**Selected excerpt**

There was no time limit for either phase of the experiment. Participants took around 5 minutes on average to complete the task and were paid 40 cents. Data from three participants was excluded: two participants completed the task twice and a third participant returned a series of one-word referring expressions. The remaining 152 participants produced a dataset of 4256 descriptions. Of that larger dataset, the results reported here use 11 of the 28 scenes; this represents the subset of the data for which we have completed annotations and consists of 1672 descriptions (152 participants × 11 trials) over 176 targets (11 scenes × 16 targets).

Annotation

We annotated the elicited referring expressions to indicate which objects in the image were mentioned, which words in each expression referred to each object, and how the object references related to one another. Sample annotations are shown beneath the images in Figures 3 and 4. Objects in the image were labeled with bounding boxes (or for very large non-rectangular objects, bounding polygons). We did not distinguish references to geometrical parts of an object (“the left side of the track”) from references to the whole object, nor did we create separate boxes for small items that people wear or carry, or for architectural details of buildings (so “the boy in the yellow shirt” is treated as a single object). A few bounding boxes indicate groups of objects mentioned as a unit (“the three men”).

We marked the words in each expression which referred to or described each object and linked them to their corresponding bounding box. Words referring to the target were annotated with targ tags. When a reference to an object was used as a landmark in a relative description of another object (“the man just to the left of the burning hut”), we annotated it with an lmark ltag and indicated what object it was helping to locate.3 Objects mentioned without reference to another object (“find the X,” “there's an X”) were given an est tag (establish). When an expression picked out an individual without explicitly mentioning it, we created an empty phrase referring to it (so in Figure 4, “below and to the left” is annotated like “below and to the left of the ball”).

[Collected data entries]

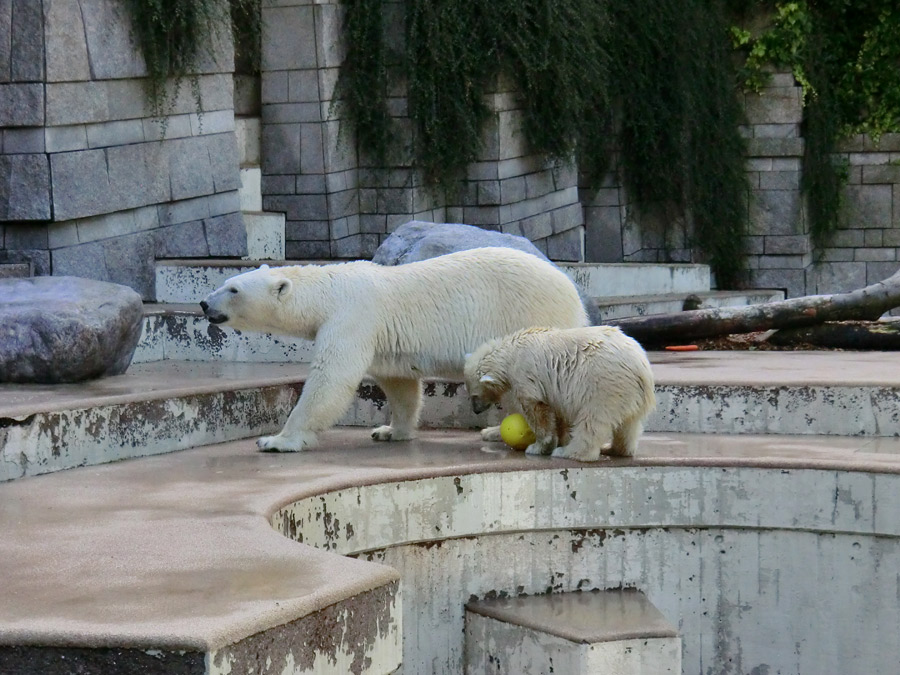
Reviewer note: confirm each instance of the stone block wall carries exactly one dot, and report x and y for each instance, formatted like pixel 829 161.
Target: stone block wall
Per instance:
pixel 94 184
pixel 866 248
pixel 338 204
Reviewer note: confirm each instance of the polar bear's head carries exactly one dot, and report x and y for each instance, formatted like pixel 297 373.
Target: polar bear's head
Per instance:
pixel 485 378
pixel 259 300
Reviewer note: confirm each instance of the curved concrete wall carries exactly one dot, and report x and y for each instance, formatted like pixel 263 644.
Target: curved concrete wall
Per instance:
pixel 763 570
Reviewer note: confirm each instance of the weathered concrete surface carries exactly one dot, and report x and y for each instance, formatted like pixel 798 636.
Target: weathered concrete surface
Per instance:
pixel 66 329
pixel 733 539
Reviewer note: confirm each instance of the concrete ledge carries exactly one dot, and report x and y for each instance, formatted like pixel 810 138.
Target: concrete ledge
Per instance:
pixel 578 633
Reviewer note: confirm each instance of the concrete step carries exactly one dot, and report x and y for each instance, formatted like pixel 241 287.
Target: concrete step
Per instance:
pixel 577 633
pixel 187 281
pixel 605 309
pixel 265 235
pixel 172 405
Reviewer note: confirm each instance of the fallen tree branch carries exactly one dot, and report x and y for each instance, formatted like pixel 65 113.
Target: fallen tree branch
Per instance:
pixel 867 303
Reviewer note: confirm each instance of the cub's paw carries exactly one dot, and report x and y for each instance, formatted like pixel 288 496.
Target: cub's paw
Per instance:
pixel 287 443
pixel 389 433
pixel 491 434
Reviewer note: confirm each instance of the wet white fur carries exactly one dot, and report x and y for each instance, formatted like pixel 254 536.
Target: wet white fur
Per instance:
pixel 585 387
pixel 396 324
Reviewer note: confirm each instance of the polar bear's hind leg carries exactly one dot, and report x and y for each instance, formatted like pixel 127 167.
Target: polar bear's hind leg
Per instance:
pixel 405 400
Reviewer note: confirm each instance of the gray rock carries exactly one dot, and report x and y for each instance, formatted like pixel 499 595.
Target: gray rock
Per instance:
pixel 418 240
pixel 66 329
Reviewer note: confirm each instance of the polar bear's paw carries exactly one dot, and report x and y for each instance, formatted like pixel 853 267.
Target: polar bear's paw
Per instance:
pixel 491 434
pixel 287 443
pixel 388 433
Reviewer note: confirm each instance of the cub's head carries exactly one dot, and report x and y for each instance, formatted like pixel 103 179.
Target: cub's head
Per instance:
pixel 485 380
pixel 250 301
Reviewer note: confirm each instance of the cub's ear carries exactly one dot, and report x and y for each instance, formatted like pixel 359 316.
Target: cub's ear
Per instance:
pixel 281 287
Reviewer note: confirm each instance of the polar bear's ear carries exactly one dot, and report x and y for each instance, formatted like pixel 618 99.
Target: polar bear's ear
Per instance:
pixel 281 287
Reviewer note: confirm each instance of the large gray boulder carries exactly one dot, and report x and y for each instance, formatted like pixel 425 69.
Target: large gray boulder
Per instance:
pixel 419 240
pixel 66 329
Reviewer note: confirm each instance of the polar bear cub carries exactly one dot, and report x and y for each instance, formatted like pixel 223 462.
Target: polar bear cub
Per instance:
pixel 579 389
pixel 396 324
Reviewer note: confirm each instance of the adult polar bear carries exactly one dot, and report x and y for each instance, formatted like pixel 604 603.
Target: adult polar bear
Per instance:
pixel 396 324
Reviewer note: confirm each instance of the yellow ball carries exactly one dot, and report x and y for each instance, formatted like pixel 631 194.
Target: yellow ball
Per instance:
pixel 515 432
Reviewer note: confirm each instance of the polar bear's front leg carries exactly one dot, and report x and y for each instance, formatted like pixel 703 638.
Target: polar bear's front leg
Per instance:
pixel 339 365
pixel 405 400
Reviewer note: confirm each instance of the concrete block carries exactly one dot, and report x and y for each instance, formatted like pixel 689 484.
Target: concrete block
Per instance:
pixel 875 254
pixel 214 122
pixel 776 212
pixel 298 207
pixel 566 246
pixel 867 206
pixel 117 224
pixel 779 180
pixel 288 39
pixel 247 132
pixel 5 40
pixel 223 161
pixel 788 244
pixel 189 170
pixel 119 132
pixel 265 236
pixel 185 240
pixel 24 187
pixel 21 105
pixel 85 102
pixel 315 230
pixel 603 234
pixel 226 235
pixel 837 277
pixel 23 140
pixel 307 250
pixel 139 174
pixel 66 44
pixel 111 49
pixel 27 42
pixel 571 634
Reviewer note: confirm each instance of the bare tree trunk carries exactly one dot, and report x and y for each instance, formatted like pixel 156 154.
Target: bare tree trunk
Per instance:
pixel 867 303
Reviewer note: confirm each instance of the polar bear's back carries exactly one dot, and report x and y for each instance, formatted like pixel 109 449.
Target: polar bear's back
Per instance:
pixel 445 307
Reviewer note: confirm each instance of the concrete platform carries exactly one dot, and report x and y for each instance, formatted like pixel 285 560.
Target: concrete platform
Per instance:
pixel 172 561
pixel 173 405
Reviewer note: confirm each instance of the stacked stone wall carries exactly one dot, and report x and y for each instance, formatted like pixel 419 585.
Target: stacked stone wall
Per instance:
pixel 339 204
pixel 95 184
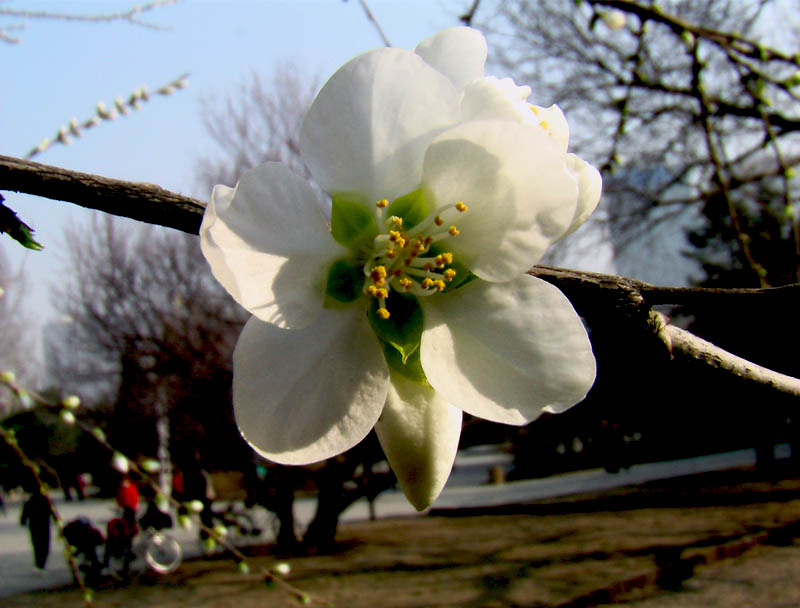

**What this exercise asks**
• a. Summarize the excerpt on the referring-expression experiment and its annotation in two sentences.
• b. Count the lines of the records that contain the word "large", and reply with the number alone.

**Full answers**
• a. After data from three participants was excluded, the remaining 152 participants produced 4256 descriptions, and the reported results use 1672 of them, covering 11 of the 28 scenes and 176 targets. The referring expressions were annotated by marking objects in each image with bounding boxes and linking the words that mention each object to its box, with tags for targets, landmarks, and objects mentioned without reference to another object.

• b. 2